Documentfragment:
De kans is reëel dat betrokkene telkens weer op zoek zal gaan naar een nieuwe zondebok waar zij haar ongenoegen en haar verongelijktheid op kan projecteren.
Zolang de aanwezig waanstoornis niet wordt behandeld, wordt de kans op recidive als hoog ingeschat. Een behandeling zal moeten bestaan uit het instellen op een antipsychoticum, cognitieve gedragstherapie en een verbod op het aangaan van het contact met oud-collega's. Aangezien betrokkene niet voor behandeling is gemotiveerd, in een behandeling afhaakt zodra zij het niet eens is met de gestelde diagnose, er nauwelijks ziektebesef en -inzicht is en betrokkene zich steeds moeilijker staande lijkt te kunnen houden, is om betrokkene in behandeling te krijgen en te houden een klinische behandeling in een gedwongen kader geïndiceerd. Aangezien betrokkene als volledig ontoerekeningsvatbaar dient te worden beschouwd, wordt geadviseerd om betrokkene op basis van artikel 37 Sr. te plaatsen in een psychiatrische instelling.
De psycholoog R.W. Blaauw heeft zich geconformeerd aan het advies van de deskundige P.A. de Mon.

Probeer het:
Kun je verdergaan met het fragment over het psychiatrisch advies, aansluitend op de laatste zin over psycholoog R.W. Blaauw?

Brongegevens:
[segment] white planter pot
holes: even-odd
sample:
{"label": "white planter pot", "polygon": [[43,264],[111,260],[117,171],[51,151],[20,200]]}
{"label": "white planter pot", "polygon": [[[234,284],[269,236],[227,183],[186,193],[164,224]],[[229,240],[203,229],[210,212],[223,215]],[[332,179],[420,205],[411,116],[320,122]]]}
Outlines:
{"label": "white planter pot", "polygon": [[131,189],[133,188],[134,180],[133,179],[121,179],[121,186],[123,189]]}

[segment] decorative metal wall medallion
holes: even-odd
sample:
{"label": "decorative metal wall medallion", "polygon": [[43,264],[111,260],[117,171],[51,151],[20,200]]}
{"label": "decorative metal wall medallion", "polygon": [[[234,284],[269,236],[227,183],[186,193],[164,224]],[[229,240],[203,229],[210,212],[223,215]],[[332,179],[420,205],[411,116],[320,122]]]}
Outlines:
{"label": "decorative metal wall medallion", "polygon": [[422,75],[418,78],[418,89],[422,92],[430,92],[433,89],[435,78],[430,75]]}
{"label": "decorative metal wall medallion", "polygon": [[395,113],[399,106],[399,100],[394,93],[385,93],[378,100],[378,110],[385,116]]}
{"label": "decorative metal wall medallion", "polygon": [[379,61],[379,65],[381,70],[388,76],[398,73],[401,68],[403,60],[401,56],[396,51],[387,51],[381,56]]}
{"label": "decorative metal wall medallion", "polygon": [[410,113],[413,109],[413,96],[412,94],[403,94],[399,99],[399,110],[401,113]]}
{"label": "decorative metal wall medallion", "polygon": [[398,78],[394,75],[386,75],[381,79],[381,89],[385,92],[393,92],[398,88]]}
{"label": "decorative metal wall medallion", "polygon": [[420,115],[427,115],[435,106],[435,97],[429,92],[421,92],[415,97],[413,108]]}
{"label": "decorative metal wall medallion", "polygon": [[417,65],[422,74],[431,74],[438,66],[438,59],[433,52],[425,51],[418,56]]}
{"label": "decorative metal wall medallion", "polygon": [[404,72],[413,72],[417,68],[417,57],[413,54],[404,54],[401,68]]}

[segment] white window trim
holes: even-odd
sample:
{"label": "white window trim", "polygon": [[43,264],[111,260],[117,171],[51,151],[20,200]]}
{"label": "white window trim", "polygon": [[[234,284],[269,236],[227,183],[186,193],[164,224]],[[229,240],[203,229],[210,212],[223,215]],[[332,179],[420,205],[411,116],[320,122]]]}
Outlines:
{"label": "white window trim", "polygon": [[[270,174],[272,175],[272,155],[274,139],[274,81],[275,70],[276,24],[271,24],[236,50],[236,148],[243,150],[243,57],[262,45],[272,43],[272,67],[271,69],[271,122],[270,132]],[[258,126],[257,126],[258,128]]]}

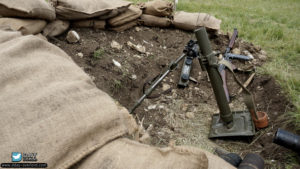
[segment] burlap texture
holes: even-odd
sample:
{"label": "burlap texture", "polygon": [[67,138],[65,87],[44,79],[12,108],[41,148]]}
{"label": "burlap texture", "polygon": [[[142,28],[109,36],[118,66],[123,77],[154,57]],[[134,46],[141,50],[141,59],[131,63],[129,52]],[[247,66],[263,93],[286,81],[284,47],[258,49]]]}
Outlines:
{"label": "burlap texture", "polygon": [[28,35],[40,33],[47,22],[37,19],[0,18],[0,25],[9,27],[14,31],[20,31],[23,35]]}
{"label": "burlap texture", "polygon": [[138,25],[138,20],[134,20],[134,21],[131,21],[131,22],[127,22],[121,26],[117,26],[117,27],[111,27],[109,28],[110,30],[113,30],[113,31],[116,31],[116,32],[122,32],[122,31],[125,31],[127,29],[130,29],[134,26]]}
{"label": "burlap texture", "polygon": [[43,29],[44,36],[58,36],[64,33],[70,26],[69,21],[55,20],[47,24]]}
{"label": "burlap texture", "polygon": [[54,20],[55,10],[45,0],[0,0],[0,15]]}
{"label": "burlap texture", "polygon": [[0,30],[0,159],[37,153],[49,169],[69,168],[136,129],[115,103],[58,47]]}
{"label": "burlap texture", "polygon": [[83,20],[109,14],[112,10],[124,11],[130,2],[123,0],[51,0],[56,4],[57,17],[63,20]]}
{"label": "burlap texture", "polygon": [[206,13],[188,13],[184,11],[176,12],[173,25],[183,30],[195,30],[201,26],[209,29],[219,30],[221,20]]}
{"label": "burlap texture", "polygon": [[111,18],[108,20],[109,25],[116,27],[120,25],[124,25],[130,21],[136,20],[142,15],[142,10],[140,10],[136,6],[130,6],[128,10],[126,10],[124,13],[121,13],[120,15]]}
{"label": "burlap texture", "polygon": [[145,26],[156,26],[166,28],[172,24],[172,21],[166,17],[157,17],[153,15],[143,14],[139,22]]}
{"label": "burlap texture", "polygon": [[115,140],[72,169],[235,169],[223,159],[192,147],[154,148]]}
{"label": "burlap texture", "polygon": [[87,19],[72,22],[72,27],[77,28],[95,28],[105,29],[106,22],[104,20]]}
{"label": "burlap texture", "polygon": [[141,4],[144,14],[154,16],[171,16],[173,13],[172,2],[165,0],[154,0]]}

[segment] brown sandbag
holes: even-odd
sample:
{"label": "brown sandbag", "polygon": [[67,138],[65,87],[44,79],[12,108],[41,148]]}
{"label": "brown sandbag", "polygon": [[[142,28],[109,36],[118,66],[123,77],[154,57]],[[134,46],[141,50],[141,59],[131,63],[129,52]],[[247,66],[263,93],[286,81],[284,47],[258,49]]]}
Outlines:
{"label": "brown sandbag", "polygon": [[73,169],[235,169],[223,159],[192,147],[154,148],[117,139]]}
{"label": "brown sandbag", "polygon": [[133,21],[142,15],[142,10],[136,6],[130,6],[127,11],[108,20],[109,25],[116,27]]}
{"label": "brown sandbag", "polygon": [[117,27],[111,27],[109,29],[113,30],[113,31],[116,31],[116,32],[123,32],[123,31],[125,31],[127,29],[130,29],[130,28],[136,26],[136,25],[138,25],[138,21],[134,20],[134,21],[125,23],[124,25],[117,26]]}
{"label": "brown sandbag", "polygon": [[153,15],[143,14],[139,22],[145,26],[169,27],[172,21],[166,17],[157,17]]}
{"label": "brown sandbag", "polygon": [[[51,0],[56,14],[62,20],[83,20],[99,17],[112,10],[127,9],[131,2],[123,0]],[[55,1],[55,2],[53,2]]]}
{"label": "brown sandbag", "polygon": [[141,4],[143,13],[154,16],[171,16],[173,3],[165,0],[154,0]]}
{"label": "brown sandbag", "polygon": [[188,13],[184,11],[176,12],[174,15],[173,25],[176,28],[192,31],[198,27],[219,30],[221,20],[206,13]]}
{"label": "brown sandbag", "polygon": [[0,0],[0,15],[54,20],[55,9],[45,0]]}
{"label": "brown sandbag", "polygon": [[14,31],[20,31],[23,35],[38,34],[47,25],[44,20],[0,18],[0,25],[7,26]]}
{"label": "brown sandbag", "polygon": [[72,27],[76,28],[95,28],[95,29],[105,29],[106,22],[104,20],[81,20],[72,22]]}
{"label": "brown sandbag", "polygon": [[128,9],[128,7],[126,8],[119,8],[119,9],[113,9],[112,11],[110,11],[109,13],[105,14],[105,15],[101,15],[99,16],[99,20],[106,20],[106,19],[110,19],[113,18],[117,15],[119,15],[120,13],[125,12]]}
{"label": "brown sandbag", "polygon": [[70,26],[69,21],[55,20],[47,24],[47,26],[43,29],[44,36],[58,36],[64,33]]}
{"label": "brown sandbag", "polygon": [[0,31],[0,67],[1,163],[37,153],[48,169],[66,169],[136,130],[127,109],[47,41]]}

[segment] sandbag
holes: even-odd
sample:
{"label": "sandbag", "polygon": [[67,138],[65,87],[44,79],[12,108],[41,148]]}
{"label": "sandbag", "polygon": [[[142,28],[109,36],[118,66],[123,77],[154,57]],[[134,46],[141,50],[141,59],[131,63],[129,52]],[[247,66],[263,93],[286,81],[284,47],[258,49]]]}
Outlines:
{"label": "sandbag", "polygon": [[166,17],[157,17],[143,14],[139,22],[145,26],[169,27],[172,21]]}
{"label": "sandbag", "polygon": [[116,27],[133,21],[142,15],[142,10],[136,6],[130,6],[127,11],[108,20],[109,25]]}
{"label": "sandbag", "polygon": [[72,22],[72,27],[76,28],[95,28],[105,29],[106,22],[104,20],[88,19]]}
{"label": "sandbag", "polygon": [[154,148],[115,140],[94,152],[74,169],[235,169],[223,159],[192,147]]}
{"label": "sandbag", "polygon": [[123,0],[51,0],[56,14],[62,20],[83,20],[99,17],[112,10],[123,10],[130,6],[130,2]]}
{"label": "sandbag", "polygon": [[7,26],[14,31],[20,31],[23,35],[38,34],[47,25],[44,20],[0,18],[0,25]]}
{"label": "sandbag", "polygon": [[55,9],[45,0],[0,0],[0,15],[54,20]]}
{"label": "sandbag", "polygon": [[128,22],[128,23],[125,23],[124,25],[121,25],[121,26],[117,26],[117,27],[111,27],[109,28],[110,30],[113,30],[113,31],[116,31],[116,32],[123,32],[127,29],[130,29],[134,26],[136,26],[138,24],[138,21],[137,20],[134,20],[134,21],[131,21],[131,22]]}
{"label": "sandbag", "polygon": [[44,36],[58,36],[64,33],[70,26],[69,21],[55,20],[47,24],[47,26],[43,29]]}
{"label": "sandbag", "polygon": [[144,14],[154,16],[171,16],[173,13],[172,2],[165,0],[154,0],[141,4]]}
{"label": "sandbag", "polygon": [[184,11],[176,12],[174,15],[173,25],[176,28],[192,31],[198,27],[219,30],[221,20],[206,13],[188,13]]}
{"label": "sandbag", "polygon": [[47,41],[0,31],[0,67],[1,163],[37,153],[48,169],[66,169],[136,130],[127,109]]}
{"label": "sandbag", "polygon": [[105,14],[105,15],[101,15],[99,16],[99,20],[106,20],[106,19],[110,19],[113,18],[117,15],[119,15],[120,13],[125,12],[128,9],[128,7],[126,8],[119,8],[119,9],[113,9],[112,11],[110,11],[109,13]]}

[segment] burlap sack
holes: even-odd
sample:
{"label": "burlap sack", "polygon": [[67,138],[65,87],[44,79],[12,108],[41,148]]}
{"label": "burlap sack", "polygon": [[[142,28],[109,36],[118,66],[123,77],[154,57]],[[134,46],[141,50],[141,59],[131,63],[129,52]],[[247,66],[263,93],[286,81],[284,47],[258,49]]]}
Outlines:
{"label": "burlap sack", "polygon": [[169,27],[172,21],[166,17],[157,17],[143,14],[139,22],[145,26]]}
{"label": "burlap sack", "polygon": [[183,30],[195,30],[198,27],[205,26],[206,28],[219,30],[221,20],[206,13],[188,13],[176,12],[174,15],[173,25],[176,28]]}
{"label": "burlap sack", "polygon": [[64,33],[70,26],[69,21],[55,20],[47,24],[43,29],[44,36],[58,36]]}
{"label": "burlap sack", "polygon": [[211,153],[191,147],[154,148],[115,140],[72,169],[235,169]]}
{"label": "burlap sack", "polygon": [[40,33],[47,25],[47,22],[34,19],[0,18],[0,25],[20,31],[23,35],[28,35]]}
{"label": "burlap sack", "polygon": [[154,16],[171,16],[173,3],[165,0],[154,0],[141,4],[144,14]]}
{"label": "burlap sack", "polygon": [[0,0],[0,15],[54,20],[55,10],[45,0]]}
{"label": "burlap sack", "polygon": [[130,2],[123,0],[51,0],[56,1],[56,14],[62,20],[83,20],[106,15],[112,10],[124,11]]}
{"label": "burlap sack", "polygon": [[105,29],[106,22],[104,20],[88,19],[72,22],[72,27],[76,28],[95,28]]}
{"label": "burlap sack", "polygon": [[1,163],[12,152],[37,153],[48,169],[69,168],[136,129],[124,107],[47,41],[0,31],[0,67]]}
{"label": "burlap sack", "polygon": [[112,11],[110,11],[109,13],[107,13],[105,15],[101,15],[98,19],[99,20],[106,20],[106,19],[113,18],[113,17],[119,15],[120,13],[125,12],[127,9],[128,9],[128,7],[126,7],[126,8],[119,8],[119,9],[113,9]]}
{"label": "burlap sack", "polygon": [[137,20],[134,20],[134,21],[131,21],[131,22],[128,22],[128,23],[125,23],[124,25],[121,25],[121,26],[117,26],[117,27],[111,27],[109,28],[110,30],[113,30],[113,31],[116,31],[116,32],[123,32],[127,29],[130,29],[134,26],[136,26],[138,24],[138,21]]}
{"label": "burlap sack", "polygon": [[130,6],[127,11],[108,20],[109,25],[116,27],[133,21],[142,15],[142,10],[136,6]]}

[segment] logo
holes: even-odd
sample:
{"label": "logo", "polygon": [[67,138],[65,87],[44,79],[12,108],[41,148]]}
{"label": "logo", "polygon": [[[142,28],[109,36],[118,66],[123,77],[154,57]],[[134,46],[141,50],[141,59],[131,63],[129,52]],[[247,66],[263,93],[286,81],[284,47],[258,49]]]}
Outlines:
{"label": "logo", "polygon": [[12,162],[20,162],[22,160],[22,153],[12,152],[11,153],[11,161]]}

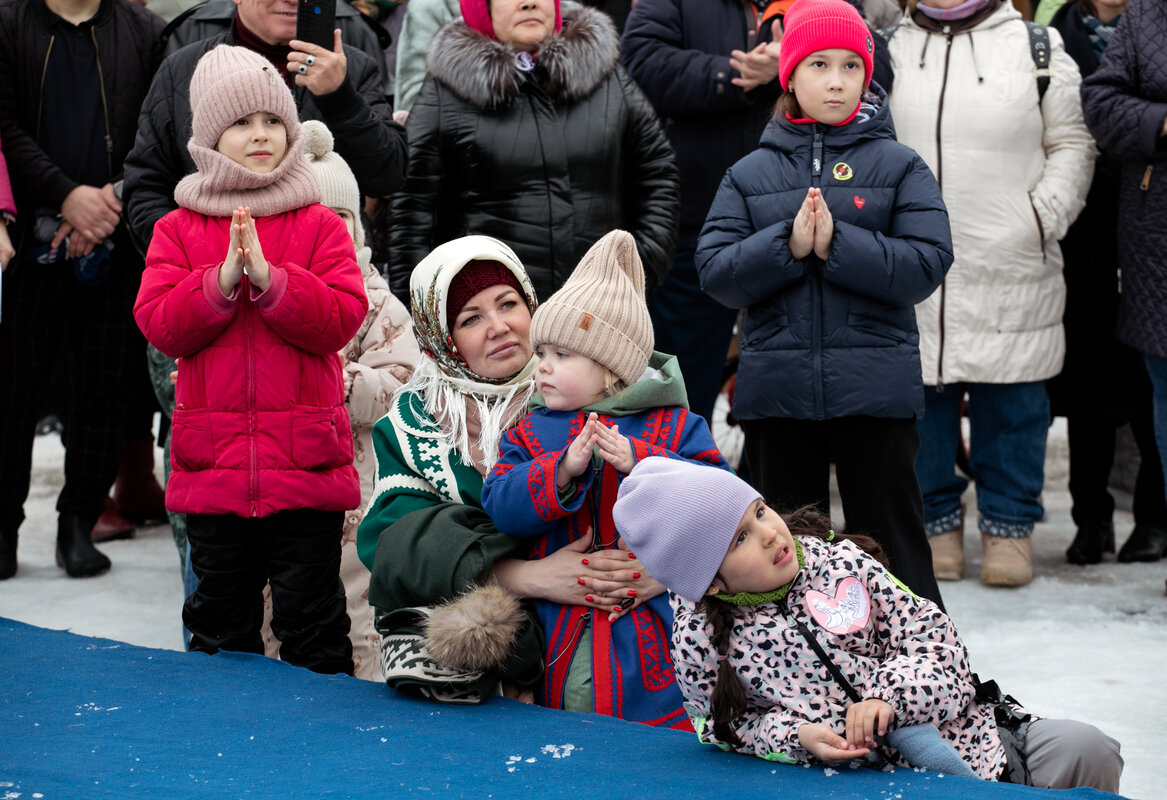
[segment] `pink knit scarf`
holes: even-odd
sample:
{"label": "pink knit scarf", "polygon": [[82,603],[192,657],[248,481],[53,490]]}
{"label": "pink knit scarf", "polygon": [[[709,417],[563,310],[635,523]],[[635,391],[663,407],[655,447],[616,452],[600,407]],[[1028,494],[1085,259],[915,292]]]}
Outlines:
{"label": "pink knit scarf", "polygon": [[240,205],[252,217],[270,217],[301,209],[321,198],[316,173],[301,155],[302,128],[289,136],[284,160],[270,173],[253,173],[218,150],[187,142],[198,171],[174,188],[174,201],[184,209],[209,217],[230,217]]}

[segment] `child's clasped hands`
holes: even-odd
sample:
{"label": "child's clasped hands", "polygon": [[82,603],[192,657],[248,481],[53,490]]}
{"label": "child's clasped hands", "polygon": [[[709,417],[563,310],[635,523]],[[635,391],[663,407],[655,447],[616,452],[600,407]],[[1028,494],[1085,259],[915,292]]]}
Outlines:
{"label": "child's clasped hands", "polygon": [[226,246],[226,257],[219,267],[219,289],[223,296],[230,297],[235,287],[246,275],[252,285],[264,292],[272,282],[271,271],[264,259],[264,248],[259,244],[256,220],[251,209],[240,205],[231,212],[231,234]]}
{"label": "child's clasped hands", "polygon": [[823,190],[811,187],[795,215],[794,229],[790,231],[790,252],[796,259],[804,259],[813,251],[815,255],[825,261],[831,252],[832,236],[834,217],[826,208]]}

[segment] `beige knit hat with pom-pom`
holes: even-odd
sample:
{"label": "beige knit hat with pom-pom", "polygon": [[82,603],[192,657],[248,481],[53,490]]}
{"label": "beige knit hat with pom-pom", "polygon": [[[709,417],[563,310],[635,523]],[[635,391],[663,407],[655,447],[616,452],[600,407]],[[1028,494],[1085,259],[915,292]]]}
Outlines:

Antwoord op opdracht:
De rechtbank overweegt dat wordt voldaan aan de eisen die de wet aan een dergelijke opname stelt, te weten:
- bij verdachte bestond ten tijde van het plegen van de feiten een ziekelijke stoornis van de geestvermogens waardoor de strafbare feiten niet aan haar konden worden toegerekend;
- de veiligheid van zichzelf, van anderen dan wel de algemene veiligheid van personen of goederen eist die maatregel. Anders dan de raadsvrouw stelt, is de rechtbank van oordeel dat uit de rapportages blijkt dat verdachte ernstig wordt belemmerd in haar sociaal functioneren hetgeen kan leiden tot ernstige maatschappelijke teloorgang. Bovendien blijkt uit de aangiftes dat verdachte door haar handelwijze de psychische gezondheid van anderen in gevaar brengt.
- twee gedragsdeskundigen van verschillende disciplines, te weten drs. P.A. de Mon, psychiater, en dr. R.W. Blaauw, psycholoog, hebben een met redenen omkleed, gedagtekend en ondertekend advies over verdachte uitgebracht.
De rechtbank overweegt daarbij dat de voormelde rapportages respectievelijk zes en negen maanden oud zijn en daardoor wellicht niet zo actueel als gewenst. Artikel 37 van het Wetboek van strafrecht stelt evenwel slechts als voorwaarde dat van een dergelijk advies gebruik kan worden gemaakt als dit niet eerder dan een jaar voor de terechtzitting is gedagtekend. Hieraan is derhalve voldaan. De rechtbank is, gelet op de inhoud en strekking van de rapportages en de behandeling ter terechtzitting, van oordeel dat de conclusies van de deskundigen door het tijdsverloop niet aan actualiteit hebben ingeboet.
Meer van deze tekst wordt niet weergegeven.